#### [Exercise brief]
Rewrite as a numbered list the records beginning with the line that contains "Detect concrete wall panel." and continuing through the line that contains "32;204;82;272", with both of those lines included. Leave out any blank lines.

#### [Record set]
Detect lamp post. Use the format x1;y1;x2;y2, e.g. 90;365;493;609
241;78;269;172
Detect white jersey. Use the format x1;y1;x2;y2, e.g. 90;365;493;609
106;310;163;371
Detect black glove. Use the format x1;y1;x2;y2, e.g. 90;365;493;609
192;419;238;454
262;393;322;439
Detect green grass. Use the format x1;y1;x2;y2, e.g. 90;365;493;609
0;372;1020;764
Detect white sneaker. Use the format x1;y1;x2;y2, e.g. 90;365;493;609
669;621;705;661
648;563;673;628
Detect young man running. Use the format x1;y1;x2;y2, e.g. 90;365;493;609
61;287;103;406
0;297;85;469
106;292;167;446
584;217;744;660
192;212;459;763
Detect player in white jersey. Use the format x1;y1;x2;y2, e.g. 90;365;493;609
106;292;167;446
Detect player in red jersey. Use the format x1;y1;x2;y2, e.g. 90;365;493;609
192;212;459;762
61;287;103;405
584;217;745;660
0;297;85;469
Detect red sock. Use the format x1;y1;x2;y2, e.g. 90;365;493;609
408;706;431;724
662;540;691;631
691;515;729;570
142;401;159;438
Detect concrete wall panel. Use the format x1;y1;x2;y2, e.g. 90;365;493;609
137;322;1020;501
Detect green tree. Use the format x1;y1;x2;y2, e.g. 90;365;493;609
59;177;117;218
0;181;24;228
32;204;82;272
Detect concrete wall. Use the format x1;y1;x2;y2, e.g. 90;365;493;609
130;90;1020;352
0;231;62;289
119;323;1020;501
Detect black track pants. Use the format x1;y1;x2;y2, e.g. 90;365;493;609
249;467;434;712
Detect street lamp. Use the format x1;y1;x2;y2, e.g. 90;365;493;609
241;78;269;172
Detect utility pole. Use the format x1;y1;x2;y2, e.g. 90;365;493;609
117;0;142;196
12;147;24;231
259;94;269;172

#### [The completed task]
1. Detect concrete wall panel. Use the format x1;y1;x2;y2, e.g. 90;365;493;609
2. 137;322;1020;501
3. Detect green tree. Use the format x1;y1;x2;y2, e.g. 90;365;493;609
4. 59;177;117;218
5. 0;181;24;228
6. 32;204;82;272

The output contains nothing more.